[[ Data section, beginning ]]

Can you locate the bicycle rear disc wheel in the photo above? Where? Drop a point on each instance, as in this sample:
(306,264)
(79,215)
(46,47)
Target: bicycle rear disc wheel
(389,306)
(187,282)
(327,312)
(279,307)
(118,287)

[[ Data section, end ]]

[What you will do]:
Could you produce an exact copy of the whole listing?

[Response below]:
Can you locate the bicycle rear disc wheel in the photo above? Where? Drop a point on each instance, as in this sample:
(306,264)
(79,215)
(46,47)
Target: bicycle rear disc wheel
(389,306)
(187,282)
(327,312)
(279,307)
(118,287)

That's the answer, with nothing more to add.